### EXERCISE TASKS
1. In the patent excerpt, rewrite the paragraph beginning "Provisional Patent – As the name suggests" as a short bulleted list that keeps its main facts.
2. Say whether each statement agrees with the patent excerpt, answering yes or no and quoting the words that decide it: (a) A plant patent is generally granted in the United States of America. (b) A process patent holder can stop others from using the process but not from selling the product obtained by it. (c) Section 9 of the Patents Act, 1970 gives applicants six months to file the full specification.
3. List every type of patent that the patent excerpt names.

### DOCUMENT EXCERPT
Start of Block

Generally, a product patent is applied for inventions that require extensive research and investment for the product itself. In such a scenario, usually, the end product can be obtained through more than one process. A patentee, who has been granted a product patent has the right to prevent any other person from making, using, offering for sale, selling, or importing for those purposes that product in India.

  • Process Patent – A process patent is a type of patent that is granted to the process of obtaining a desired result. The purpose of granting a process patent is to extend protection to such processes where multiple end products can be derived from a single process. In such a scenario, a patentee has the right to prevent any other person from using that process, and from using, offering for sale, selling or importing for those purposes the product obtained directly by that process in India.
  • Plant Patent – A plant patent is a type of patent that grants protection to a new and unique variety of plants from being copied by others. A plant patent is generally granted in the United States of America. In India, a unique plant variety is protected under the Protection of Plant Varieties and Farmers’ Rights Act, 2001, and is usually referred to as a plant patent.
  • Provisional Patent – As the name suggests, a provisional patent grants a right that is provisional in nature and would be confirmed only after all the requirements of patentability of an invention are fulfilled by the applicant. Section 9 of the Patents Act, 1970 provides a twelve-month window for the applicants to file the full specification after filing a provisional specification. If the applicant fails to fulfil the specifications, the application is deemed as ‘abandoned’. It is pertinent to note that the applicant has to mention the provisional nature of the application at the time of filing it (twelve months would not be allowed in the case of a conventional application or a PCT application).

End of Block

[Stored items]
Start of Block

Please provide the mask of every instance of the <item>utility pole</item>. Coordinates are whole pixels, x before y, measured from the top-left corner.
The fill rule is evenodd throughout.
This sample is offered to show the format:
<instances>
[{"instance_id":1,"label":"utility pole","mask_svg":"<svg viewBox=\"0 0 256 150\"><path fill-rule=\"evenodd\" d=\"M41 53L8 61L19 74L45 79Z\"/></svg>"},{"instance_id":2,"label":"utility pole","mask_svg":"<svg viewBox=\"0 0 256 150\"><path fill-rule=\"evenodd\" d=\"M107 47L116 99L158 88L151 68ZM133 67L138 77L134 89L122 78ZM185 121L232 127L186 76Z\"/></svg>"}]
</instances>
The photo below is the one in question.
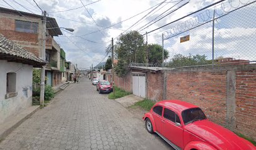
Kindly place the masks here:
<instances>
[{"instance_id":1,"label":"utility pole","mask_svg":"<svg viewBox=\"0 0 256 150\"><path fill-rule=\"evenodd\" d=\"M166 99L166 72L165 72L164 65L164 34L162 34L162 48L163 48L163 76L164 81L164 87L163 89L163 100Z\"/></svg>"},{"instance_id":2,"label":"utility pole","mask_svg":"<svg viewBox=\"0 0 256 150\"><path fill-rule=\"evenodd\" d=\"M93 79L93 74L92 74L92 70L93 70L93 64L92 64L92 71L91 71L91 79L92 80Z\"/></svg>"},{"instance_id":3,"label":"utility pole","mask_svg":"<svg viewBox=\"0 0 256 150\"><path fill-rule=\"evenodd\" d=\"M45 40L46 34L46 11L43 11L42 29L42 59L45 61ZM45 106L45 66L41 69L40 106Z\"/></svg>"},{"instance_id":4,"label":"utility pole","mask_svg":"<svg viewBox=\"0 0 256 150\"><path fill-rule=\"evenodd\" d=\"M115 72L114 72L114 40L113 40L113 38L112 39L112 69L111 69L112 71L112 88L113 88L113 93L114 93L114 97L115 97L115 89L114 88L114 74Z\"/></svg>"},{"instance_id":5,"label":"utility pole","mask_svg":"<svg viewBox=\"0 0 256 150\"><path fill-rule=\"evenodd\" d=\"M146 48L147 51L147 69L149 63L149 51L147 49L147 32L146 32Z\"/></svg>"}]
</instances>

End of Block
Start of Block

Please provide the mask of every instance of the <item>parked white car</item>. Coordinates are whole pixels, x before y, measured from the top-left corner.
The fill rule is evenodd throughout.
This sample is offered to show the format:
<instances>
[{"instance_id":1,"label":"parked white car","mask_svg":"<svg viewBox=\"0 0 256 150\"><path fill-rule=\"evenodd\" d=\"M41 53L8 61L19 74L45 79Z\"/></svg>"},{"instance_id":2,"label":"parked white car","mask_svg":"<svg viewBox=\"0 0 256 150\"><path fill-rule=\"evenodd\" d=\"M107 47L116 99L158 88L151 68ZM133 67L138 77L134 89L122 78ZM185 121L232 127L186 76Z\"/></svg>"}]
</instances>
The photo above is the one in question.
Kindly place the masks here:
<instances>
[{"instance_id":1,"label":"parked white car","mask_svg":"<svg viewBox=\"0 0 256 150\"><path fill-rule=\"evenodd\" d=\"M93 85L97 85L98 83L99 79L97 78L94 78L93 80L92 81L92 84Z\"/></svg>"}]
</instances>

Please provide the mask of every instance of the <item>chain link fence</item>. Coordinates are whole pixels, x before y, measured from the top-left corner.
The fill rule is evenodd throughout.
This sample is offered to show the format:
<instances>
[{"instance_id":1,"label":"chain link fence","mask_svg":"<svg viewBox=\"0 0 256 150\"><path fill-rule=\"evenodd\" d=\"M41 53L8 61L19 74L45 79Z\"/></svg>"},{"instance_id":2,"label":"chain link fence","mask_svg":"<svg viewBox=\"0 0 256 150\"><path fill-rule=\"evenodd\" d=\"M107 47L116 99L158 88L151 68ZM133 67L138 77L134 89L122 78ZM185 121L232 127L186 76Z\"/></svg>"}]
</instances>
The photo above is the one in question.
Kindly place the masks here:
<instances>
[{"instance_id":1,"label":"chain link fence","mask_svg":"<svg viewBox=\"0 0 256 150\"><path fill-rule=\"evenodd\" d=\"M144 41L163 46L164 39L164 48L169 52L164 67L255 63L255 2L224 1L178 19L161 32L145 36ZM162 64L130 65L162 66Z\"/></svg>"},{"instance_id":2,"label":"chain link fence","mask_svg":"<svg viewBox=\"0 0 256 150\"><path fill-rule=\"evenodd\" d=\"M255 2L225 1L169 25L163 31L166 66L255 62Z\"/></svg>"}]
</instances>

End of Block

### RESPONSES BY TASK
1.
- A provisional patent grants a provisional right. It is confirmed only after the applicant fulfills all patentability requirements.
- Section 9 of the Patents Act, 1970 gives applicants twelve months after filing a provisional specification to file the full specification.
- If the applicant fails to fulfill the specifications, the application is deemed "abandoned."
- The applicant must state that the application is provisional at the time of filing.
- The twelve months are not allowed for a conventional application or a PCT application.

2.
(a) Yes: "A plant patent is generally granted in the United States of America."
(b) No: "and from using, offering for sale, selling or importing for those purposes the product obtained directly by that process in India."
(c) No: "provides a twelve-month window for the applicants to file the full specification"

3.
- Product patent
- Process patent
- Plant patent
- Provisional patent